Summary.

Human Activity Recognition (HAR) is gaining increasing attention by the pervasive computing research community, especially for the development of context-aware systems. There are many potential applications for HAR, such as elderly monitoring, life log systems for monitoring energy expenditure and for supporting weight-loss programs, and digital assistants for weight lifting exercises.

The analysis presented here uses the Weight Lifting Exercise (WLE) dataset available at http://groupware.les.inf.puc-rio.br/har. Six young health participants were asked to perform one set of 10 repetitions of the Unilateral Dumbbell Biceps Curl in five different fashions: exactly according to the specification (Class A), throwing the elbows to the front (Class B), lifting the dumbbell only halfway (Class C), lowering the dumbbell only halfway (Class D) and throwing the hips to the front (Class E).

**Data entries**.
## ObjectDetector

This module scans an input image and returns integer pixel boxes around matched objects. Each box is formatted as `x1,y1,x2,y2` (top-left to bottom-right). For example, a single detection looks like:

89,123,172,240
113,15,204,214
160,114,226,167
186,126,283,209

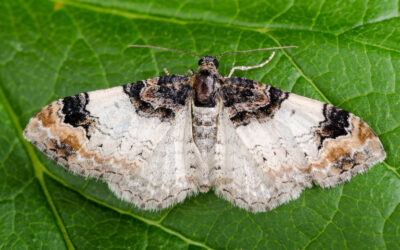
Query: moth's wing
24,75,202,209
213,77,386,212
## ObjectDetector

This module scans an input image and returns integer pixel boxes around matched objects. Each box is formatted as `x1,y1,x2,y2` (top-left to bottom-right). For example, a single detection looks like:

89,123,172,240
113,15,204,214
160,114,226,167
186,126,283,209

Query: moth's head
198,56,219,72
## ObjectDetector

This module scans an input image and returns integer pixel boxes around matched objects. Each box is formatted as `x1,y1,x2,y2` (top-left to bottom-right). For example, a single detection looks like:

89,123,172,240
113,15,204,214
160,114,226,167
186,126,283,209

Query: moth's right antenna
128,44,202,58
216,46,297,57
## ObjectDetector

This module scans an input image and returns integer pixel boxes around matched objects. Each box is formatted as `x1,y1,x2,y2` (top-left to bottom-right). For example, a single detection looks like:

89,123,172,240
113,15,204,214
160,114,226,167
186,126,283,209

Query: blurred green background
0,0,400,249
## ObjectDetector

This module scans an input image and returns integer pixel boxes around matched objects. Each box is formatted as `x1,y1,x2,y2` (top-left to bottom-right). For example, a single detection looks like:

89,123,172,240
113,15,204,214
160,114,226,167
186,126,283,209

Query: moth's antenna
216,46,297,57
128,44,202,58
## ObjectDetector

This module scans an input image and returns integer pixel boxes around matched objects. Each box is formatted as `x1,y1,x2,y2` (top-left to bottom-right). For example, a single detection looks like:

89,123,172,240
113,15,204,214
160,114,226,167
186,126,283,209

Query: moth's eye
199,58,204,65
213,59,219,69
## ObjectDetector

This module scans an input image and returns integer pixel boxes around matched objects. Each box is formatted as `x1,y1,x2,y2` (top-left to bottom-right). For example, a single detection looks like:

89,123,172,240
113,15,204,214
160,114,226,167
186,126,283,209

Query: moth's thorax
193,56,221,107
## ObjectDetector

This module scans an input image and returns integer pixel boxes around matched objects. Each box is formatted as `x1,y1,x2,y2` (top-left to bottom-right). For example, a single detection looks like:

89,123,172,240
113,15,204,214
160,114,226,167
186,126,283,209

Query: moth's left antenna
215,46,297,57
128,44,202,58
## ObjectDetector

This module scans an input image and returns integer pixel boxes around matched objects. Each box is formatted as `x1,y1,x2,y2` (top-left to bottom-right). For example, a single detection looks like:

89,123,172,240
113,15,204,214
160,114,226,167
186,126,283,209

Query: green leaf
0,0,400,249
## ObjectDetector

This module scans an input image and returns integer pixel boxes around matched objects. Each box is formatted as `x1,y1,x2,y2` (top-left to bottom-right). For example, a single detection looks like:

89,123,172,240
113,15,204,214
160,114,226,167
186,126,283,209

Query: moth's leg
185,69,194,76
164,68,169,76
228,51,275,78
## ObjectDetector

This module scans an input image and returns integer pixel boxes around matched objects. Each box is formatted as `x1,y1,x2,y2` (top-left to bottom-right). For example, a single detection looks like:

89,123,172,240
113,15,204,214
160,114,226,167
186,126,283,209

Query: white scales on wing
24,46,385,212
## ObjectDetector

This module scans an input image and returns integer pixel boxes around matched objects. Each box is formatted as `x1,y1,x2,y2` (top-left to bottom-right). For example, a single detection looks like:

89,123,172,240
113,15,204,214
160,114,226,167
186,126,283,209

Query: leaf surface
0,0,400,249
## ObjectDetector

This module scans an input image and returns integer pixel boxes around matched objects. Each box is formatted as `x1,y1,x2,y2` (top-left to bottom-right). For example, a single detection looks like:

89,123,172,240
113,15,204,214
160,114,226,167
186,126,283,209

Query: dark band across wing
123,75,191,121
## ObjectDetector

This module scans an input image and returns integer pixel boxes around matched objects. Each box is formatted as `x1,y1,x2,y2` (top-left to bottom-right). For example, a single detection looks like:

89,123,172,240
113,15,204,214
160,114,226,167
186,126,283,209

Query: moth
24,45,386,212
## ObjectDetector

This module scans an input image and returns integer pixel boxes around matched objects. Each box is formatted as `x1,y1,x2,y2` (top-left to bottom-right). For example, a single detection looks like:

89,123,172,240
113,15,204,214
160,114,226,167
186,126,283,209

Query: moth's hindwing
24,75,203,209
213,77,386,212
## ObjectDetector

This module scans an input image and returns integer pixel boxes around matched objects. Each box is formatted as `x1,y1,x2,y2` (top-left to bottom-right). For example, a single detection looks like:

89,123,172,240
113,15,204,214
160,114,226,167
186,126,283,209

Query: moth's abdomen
193,106,218,160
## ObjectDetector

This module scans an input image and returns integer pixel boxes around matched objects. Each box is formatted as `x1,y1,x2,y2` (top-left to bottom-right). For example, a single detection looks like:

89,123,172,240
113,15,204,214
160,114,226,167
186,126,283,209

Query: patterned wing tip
311,115,386,188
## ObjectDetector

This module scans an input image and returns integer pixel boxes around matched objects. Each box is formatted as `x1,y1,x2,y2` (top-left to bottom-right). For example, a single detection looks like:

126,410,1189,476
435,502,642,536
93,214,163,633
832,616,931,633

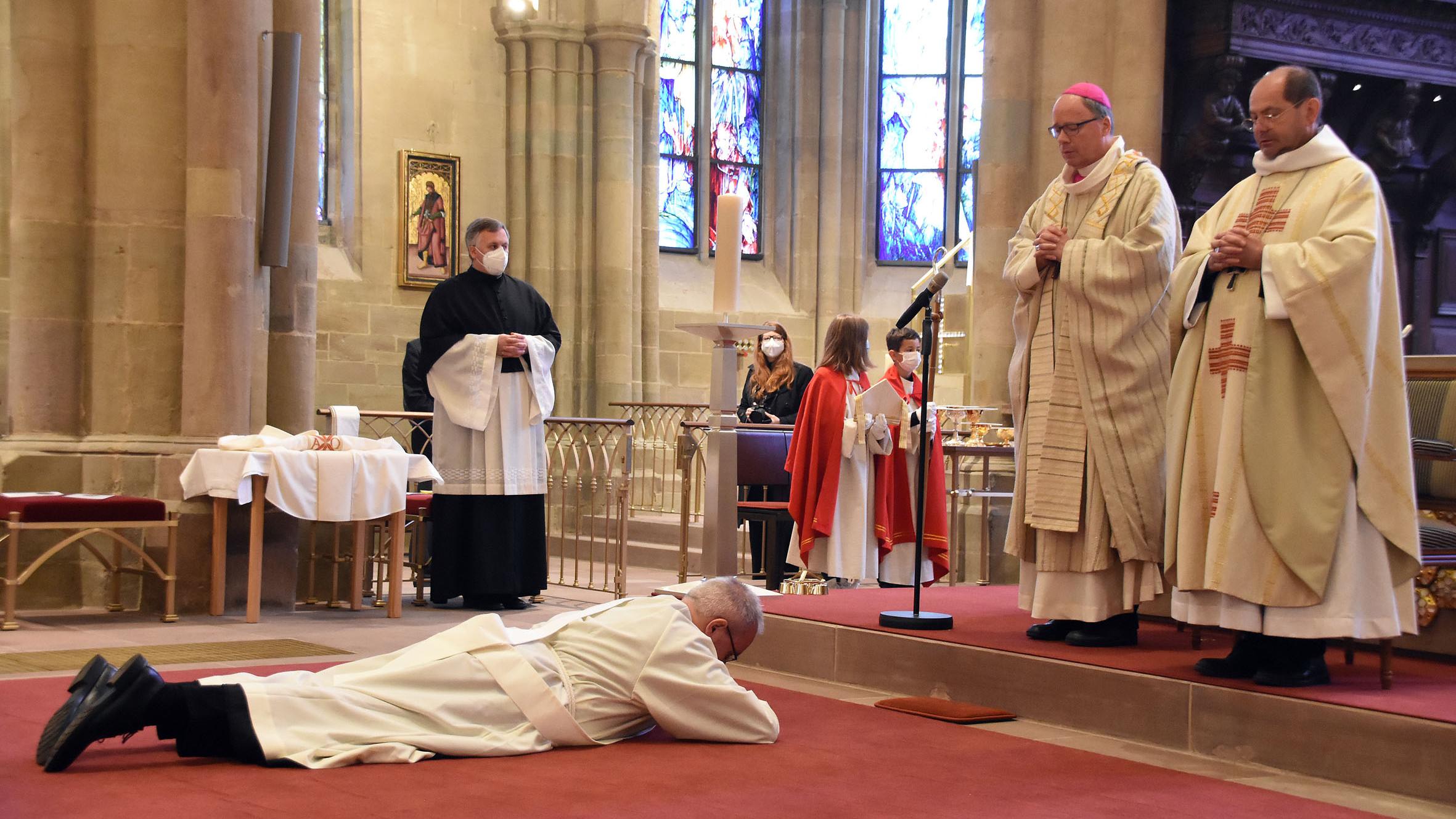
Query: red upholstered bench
0,493,178,631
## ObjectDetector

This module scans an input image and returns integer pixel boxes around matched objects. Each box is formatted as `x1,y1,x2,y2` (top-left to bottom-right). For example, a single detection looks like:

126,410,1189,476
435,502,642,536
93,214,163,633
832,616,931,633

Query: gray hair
687,576,763,636
1071,94,1117,132
464,217,511,247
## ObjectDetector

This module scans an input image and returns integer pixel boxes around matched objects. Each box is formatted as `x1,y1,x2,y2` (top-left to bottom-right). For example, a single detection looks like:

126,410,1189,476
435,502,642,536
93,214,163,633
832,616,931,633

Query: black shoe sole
45,654,160,774
35,654,117,765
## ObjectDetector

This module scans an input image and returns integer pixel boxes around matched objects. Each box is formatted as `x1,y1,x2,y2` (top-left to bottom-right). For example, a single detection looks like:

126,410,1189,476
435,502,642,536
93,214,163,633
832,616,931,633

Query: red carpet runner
763,586,1456,723
0,666,1372,819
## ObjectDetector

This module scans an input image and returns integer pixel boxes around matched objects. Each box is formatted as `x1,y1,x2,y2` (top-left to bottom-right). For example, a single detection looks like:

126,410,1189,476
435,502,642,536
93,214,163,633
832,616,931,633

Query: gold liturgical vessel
779,569,828,595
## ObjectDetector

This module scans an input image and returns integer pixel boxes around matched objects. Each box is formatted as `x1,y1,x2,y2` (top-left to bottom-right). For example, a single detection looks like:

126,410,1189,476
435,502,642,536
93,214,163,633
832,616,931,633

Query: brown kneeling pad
875,697,1016,725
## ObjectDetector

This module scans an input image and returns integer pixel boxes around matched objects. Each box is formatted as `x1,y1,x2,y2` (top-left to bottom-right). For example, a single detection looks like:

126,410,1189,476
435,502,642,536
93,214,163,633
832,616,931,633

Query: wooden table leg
350,521,370,611
245,475,268,622
208,497,227,617
385,509,409,617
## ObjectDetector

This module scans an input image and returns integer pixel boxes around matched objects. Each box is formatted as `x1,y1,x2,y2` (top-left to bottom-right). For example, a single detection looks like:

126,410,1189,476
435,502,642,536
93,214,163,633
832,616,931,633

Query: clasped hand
1208,227,1264,274
495,333,526,358
1033,224,1067,267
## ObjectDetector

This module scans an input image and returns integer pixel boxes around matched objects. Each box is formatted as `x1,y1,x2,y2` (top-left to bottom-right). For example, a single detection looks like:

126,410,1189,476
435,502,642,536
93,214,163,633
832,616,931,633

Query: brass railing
608,402,708,521
310,407,635,598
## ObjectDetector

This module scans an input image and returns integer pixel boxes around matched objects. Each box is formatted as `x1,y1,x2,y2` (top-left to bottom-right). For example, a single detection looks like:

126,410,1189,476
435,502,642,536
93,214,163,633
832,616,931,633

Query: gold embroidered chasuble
1165,134,1418,606
1003,140,1181,573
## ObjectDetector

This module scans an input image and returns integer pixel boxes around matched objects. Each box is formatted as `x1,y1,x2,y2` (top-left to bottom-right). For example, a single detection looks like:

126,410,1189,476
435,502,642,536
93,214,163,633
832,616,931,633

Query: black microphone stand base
880,611,955,631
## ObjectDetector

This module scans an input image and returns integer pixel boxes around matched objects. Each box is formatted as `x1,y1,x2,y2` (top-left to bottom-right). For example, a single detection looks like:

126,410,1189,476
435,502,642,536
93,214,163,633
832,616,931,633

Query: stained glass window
656,0,697,250
878,0,986,262
317,0,329,221
658,0,763,256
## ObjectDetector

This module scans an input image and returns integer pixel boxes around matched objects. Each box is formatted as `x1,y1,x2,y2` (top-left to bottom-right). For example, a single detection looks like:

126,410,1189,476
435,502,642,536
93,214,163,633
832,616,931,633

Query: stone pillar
587,23,648,412
182,0,266,436
268,0,319,432
6,0,92,435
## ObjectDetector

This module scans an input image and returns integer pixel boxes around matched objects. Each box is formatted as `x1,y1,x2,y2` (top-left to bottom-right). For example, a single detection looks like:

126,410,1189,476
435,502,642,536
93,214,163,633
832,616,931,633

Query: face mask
480,247,510,277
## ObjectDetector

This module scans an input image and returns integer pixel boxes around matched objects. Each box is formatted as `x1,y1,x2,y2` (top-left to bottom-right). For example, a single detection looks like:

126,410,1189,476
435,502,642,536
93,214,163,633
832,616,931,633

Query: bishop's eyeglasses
1243,96,1315,131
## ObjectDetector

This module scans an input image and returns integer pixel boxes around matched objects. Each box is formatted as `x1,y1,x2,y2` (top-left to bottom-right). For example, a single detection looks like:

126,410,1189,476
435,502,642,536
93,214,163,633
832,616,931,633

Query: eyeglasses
1047,116,1102,137
1243,96,1315,131
724,620,738,662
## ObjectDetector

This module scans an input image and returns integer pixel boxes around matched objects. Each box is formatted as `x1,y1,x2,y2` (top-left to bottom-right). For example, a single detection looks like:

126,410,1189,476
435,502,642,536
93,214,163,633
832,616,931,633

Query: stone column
6,0,92,435
182,0,266,436
587,23,648,412
268,0,319,432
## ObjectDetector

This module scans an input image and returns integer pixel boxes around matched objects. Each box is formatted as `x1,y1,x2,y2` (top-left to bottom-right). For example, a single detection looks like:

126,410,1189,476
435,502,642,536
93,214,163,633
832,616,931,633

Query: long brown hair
750,322,793,399
820,313,869,375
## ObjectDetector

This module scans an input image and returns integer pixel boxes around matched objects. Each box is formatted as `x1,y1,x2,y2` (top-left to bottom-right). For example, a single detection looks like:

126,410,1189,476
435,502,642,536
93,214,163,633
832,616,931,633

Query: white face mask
480,247,510,277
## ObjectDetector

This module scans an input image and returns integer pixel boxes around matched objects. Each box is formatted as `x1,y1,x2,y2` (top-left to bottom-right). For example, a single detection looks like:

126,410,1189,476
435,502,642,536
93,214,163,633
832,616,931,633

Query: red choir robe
875,367,951,586
783,367,884,566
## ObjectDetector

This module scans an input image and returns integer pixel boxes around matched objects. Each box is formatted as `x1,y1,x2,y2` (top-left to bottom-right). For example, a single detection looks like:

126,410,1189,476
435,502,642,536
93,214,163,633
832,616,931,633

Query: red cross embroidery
1233,186,1288,235
1208,319,1249,399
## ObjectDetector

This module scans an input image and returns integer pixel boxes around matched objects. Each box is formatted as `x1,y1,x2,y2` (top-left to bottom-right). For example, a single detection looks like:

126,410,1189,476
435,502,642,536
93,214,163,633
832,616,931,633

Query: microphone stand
880,289,964,631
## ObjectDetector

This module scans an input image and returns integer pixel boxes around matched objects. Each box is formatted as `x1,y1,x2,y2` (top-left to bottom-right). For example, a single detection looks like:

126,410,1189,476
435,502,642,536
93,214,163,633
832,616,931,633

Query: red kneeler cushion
405,492,434,516
0,495,168,524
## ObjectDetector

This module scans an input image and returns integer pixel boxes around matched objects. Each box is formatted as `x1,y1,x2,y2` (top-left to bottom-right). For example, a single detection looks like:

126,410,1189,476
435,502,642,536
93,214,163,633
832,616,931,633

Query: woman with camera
738,322,814,573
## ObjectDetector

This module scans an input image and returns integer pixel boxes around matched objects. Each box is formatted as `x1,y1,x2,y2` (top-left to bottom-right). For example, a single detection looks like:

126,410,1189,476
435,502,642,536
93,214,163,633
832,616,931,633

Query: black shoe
1066,611,1137,649
1192,631,1266,679
464,595,505,611
35,654,117,765
1026,620,1086,640
1254,637,1330,688
45,654,166,774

**What the exercise asks**. In the summary on human activity recognition, what way of performing the curl is labeled Class C? The material above stands apart from the summary on human activity recognition.

**Exercise answer**. Lifting the dumbbell only halfway.